→ Exercise aim
Could you edit the records from the line containing "[locate] reflection in glass" down to the end of the records, changing "cabinet door" to "cupboard door" and keeping everything else the same?

===== Material =====

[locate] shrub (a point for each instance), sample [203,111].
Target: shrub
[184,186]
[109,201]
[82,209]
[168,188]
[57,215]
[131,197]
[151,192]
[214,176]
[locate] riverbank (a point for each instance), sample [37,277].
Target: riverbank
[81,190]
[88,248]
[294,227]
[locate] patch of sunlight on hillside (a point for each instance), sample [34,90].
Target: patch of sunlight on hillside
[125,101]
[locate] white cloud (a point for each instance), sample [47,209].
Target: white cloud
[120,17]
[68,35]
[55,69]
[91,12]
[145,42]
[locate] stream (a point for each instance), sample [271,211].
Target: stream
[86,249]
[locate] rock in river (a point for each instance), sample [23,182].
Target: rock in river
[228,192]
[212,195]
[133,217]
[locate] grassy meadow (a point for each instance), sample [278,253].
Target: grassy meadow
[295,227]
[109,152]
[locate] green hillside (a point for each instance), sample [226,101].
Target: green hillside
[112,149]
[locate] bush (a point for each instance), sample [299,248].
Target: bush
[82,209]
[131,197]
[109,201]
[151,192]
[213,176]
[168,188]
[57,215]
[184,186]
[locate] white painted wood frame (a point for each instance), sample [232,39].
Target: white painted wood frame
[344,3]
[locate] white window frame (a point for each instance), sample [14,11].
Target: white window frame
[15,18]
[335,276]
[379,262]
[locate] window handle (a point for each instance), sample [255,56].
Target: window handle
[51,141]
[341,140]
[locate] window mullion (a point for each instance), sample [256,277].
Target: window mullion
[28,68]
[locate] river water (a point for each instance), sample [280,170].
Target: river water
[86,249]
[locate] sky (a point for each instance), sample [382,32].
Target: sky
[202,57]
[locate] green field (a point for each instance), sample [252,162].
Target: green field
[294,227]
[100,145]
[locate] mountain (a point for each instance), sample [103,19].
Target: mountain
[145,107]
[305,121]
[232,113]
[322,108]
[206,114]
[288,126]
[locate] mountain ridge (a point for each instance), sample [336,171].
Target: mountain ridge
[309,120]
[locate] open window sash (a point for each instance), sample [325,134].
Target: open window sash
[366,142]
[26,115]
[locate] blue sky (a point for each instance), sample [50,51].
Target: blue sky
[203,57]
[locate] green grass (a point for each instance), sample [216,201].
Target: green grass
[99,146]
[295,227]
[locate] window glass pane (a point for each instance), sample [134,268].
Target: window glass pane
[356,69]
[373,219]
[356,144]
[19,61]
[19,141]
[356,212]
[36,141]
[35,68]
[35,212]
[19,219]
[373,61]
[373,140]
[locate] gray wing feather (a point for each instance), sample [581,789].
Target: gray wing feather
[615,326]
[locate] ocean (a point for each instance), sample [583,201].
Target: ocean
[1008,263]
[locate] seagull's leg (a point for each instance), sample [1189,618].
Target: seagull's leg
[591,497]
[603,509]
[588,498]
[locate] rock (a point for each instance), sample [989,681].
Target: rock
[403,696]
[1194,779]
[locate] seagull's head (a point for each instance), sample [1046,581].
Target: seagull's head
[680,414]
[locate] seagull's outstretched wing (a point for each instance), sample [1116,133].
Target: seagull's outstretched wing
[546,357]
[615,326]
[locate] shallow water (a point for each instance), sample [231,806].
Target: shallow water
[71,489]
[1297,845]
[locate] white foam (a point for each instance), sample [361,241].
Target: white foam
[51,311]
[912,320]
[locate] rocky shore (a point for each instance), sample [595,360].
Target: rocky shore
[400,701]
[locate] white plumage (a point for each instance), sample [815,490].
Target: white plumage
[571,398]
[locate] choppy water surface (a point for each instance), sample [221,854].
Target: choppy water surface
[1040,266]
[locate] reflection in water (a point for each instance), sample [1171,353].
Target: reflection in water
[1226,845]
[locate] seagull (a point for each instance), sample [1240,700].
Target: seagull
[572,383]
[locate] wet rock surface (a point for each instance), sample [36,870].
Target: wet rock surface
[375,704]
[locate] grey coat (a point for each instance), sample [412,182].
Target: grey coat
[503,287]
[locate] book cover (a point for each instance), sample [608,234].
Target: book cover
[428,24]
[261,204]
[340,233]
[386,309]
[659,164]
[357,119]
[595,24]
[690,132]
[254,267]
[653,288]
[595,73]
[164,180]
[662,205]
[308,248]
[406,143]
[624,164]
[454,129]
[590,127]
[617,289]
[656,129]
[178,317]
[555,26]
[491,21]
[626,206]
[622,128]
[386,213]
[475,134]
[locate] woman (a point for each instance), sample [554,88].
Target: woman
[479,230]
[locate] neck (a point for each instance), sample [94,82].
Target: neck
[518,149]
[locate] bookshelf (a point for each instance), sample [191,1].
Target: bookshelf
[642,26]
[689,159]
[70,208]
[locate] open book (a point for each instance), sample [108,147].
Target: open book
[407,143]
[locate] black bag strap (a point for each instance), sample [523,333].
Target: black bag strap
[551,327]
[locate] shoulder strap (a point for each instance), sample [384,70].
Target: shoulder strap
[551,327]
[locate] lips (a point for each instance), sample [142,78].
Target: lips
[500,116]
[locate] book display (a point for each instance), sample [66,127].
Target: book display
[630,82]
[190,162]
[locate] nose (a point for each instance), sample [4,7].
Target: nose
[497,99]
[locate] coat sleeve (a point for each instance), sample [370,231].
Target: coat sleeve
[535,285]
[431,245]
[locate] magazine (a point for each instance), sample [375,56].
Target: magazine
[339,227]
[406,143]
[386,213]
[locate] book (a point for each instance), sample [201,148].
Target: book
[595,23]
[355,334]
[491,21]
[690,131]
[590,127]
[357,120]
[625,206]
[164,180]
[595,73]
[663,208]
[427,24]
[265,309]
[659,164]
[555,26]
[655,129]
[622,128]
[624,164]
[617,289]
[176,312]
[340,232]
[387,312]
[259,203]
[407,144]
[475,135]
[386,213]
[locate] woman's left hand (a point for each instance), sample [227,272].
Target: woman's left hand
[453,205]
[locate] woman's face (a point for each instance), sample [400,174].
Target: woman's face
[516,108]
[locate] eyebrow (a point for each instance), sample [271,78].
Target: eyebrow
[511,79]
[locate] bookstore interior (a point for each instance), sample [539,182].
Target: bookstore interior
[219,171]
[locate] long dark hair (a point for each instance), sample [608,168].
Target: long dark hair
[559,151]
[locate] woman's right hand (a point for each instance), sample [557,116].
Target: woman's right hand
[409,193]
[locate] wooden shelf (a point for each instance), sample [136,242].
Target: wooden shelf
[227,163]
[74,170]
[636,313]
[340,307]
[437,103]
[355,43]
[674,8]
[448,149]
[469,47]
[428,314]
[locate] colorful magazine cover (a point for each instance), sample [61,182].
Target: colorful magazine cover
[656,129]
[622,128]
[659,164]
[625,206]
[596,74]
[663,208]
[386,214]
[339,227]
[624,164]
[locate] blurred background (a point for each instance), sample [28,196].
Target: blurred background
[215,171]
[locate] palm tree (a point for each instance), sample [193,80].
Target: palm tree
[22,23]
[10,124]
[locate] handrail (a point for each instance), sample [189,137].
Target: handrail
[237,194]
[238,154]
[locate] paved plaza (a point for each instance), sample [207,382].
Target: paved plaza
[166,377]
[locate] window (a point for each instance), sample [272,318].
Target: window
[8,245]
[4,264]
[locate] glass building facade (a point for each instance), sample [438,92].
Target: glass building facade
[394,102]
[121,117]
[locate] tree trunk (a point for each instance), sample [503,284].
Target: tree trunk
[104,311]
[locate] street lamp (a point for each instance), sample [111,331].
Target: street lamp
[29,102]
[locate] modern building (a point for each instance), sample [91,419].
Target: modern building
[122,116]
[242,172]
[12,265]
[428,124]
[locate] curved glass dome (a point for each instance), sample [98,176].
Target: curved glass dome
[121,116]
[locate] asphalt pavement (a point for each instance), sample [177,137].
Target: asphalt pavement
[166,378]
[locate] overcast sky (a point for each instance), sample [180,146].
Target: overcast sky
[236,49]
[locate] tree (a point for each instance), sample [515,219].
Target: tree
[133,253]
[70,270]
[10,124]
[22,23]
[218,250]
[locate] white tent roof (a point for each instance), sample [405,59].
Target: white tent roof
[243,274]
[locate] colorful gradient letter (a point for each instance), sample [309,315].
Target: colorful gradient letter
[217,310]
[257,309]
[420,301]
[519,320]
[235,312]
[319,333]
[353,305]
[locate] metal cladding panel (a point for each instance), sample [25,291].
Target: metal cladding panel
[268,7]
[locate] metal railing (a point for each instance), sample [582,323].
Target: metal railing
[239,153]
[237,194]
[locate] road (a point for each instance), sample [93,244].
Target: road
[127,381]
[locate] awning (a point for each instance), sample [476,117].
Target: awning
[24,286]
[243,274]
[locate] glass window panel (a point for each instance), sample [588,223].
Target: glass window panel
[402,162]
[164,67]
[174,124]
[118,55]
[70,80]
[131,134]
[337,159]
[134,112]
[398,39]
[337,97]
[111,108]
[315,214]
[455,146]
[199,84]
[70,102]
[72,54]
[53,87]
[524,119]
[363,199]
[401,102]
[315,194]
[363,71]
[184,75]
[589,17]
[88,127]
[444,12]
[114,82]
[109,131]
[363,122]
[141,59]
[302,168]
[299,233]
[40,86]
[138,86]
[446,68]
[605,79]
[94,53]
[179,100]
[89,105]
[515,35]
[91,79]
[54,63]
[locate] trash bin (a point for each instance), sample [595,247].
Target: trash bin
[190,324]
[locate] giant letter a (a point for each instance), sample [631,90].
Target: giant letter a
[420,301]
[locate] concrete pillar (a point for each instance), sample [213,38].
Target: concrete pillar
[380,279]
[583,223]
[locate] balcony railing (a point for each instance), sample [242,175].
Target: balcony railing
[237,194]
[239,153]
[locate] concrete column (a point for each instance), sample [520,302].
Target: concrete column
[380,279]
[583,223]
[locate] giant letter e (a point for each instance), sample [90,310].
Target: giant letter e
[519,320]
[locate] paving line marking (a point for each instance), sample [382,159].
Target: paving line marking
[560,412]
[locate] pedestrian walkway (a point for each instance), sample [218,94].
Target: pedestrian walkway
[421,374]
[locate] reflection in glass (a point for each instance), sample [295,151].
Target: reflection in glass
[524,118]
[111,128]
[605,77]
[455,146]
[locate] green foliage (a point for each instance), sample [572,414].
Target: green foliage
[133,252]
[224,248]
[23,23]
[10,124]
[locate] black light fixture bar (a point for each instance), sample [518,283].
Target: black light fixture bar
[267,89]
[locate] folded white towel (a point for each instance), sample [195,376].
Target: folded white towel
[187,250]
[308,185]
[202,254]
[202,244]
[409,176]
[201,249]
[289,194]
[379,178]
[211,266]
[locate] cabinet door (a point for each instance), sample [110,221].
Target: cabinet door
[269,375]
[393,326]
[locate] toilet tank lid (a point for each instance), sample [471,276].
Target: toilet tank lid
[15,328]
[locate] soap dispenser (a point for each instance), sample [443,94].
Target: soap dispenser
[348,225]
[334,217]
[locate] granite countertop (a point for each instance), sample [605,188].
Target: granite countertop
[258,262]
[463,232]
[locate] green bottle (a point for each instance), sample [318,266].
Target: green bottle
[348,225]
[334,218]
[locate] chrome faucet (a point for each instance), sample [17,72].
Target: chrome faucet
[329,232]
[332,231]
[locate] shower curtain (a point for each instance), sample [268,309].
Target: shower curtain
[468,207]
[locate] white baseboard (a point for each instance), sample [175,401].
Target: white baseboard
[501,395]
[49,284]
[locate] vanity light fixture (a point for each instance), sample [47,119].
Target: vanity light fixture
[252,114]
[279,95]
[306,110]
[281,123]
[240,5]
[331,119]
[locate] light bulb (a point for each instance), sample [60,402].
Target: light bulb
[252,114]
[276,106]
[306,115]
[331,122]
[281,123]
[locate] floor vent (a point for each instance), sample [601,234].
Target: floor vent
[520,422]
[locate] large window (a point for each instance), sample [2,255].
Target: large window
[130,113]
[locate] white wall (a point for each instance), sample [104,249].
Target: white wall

=====

→ Solution for this exercise
[locate] reflection in glass (a point for each instance), sample [295,151].
Target: reflection in glass
[524,118]
[111,128]
[605,77]
[455,146]
[locate] green foliage (a point for each instance), sample [572,414].
Target: green foliage
[133,252]
[224,248]
[23,23]
[10,124]
[locate] black light fixture bar (a point for each instance), sample [518,283].
Target: black light fixture bar
[267,89]
[locate] folded white towel (a point for each instance), sample [195,376].
Target: folded white towel
[187,250]
[308,185]
[202,254]
[202,244]
[409,176]
[201,249]
[289,194]
[379,178]
[211,266]
[locate] cupboard door (a point for each instance), sample [110,221].
Target: cupboard door
[269,375]
[393,326]
[locate] toilet tank lid (a point for each instance), sample [471,276].
Target: toilet tank lid
[15,328]
[locate] soap dispenser (a point for each instance), sample [443,94].
Target: soap dispenser
[348,225]
[334,217]
[locate] granite countertop (a point for each instance), sample [605,188].
Target: granite countertop
[258,262]
[463,232]
[locate] green bottle (a point for each instance), sample [318,266].
Target: green bottle
[348,225]
[334,218]
[locate] chrome faucet (a point for each instance), sample [17,72].
Target: chrome faucet
[329,232]
[332,231]
[locate] shower curtain (a point for each instance), sample [268,309].
Target: shower curtain
[468,207]
[locate] white baseboard (a point for each instance), sample [175,401].
Target: white baseboard
[501,395]
[49,284]
[locate] vanity light fixture (a point for each instance), sample [47,119].
Target: vanity light fixture
[252,114]
[279,95]
[306,110]
[281,123]
[240,5]
[331,119]
[locate] light bulb (a point for each instance), sample [60,402].
Target: light bulb
[252,114]
[276,106]
[306,115]
[331,122]
[281,123]
[locate] floor vent (a point for each instance), sample [601,234].
Target: floor vent
[520,422]
[locate] large window (a point for each instance), sample [2,255].
Target: large window
[130,113]
[locate] white wall (a point for each instance), sample [104,249].
Target: white wall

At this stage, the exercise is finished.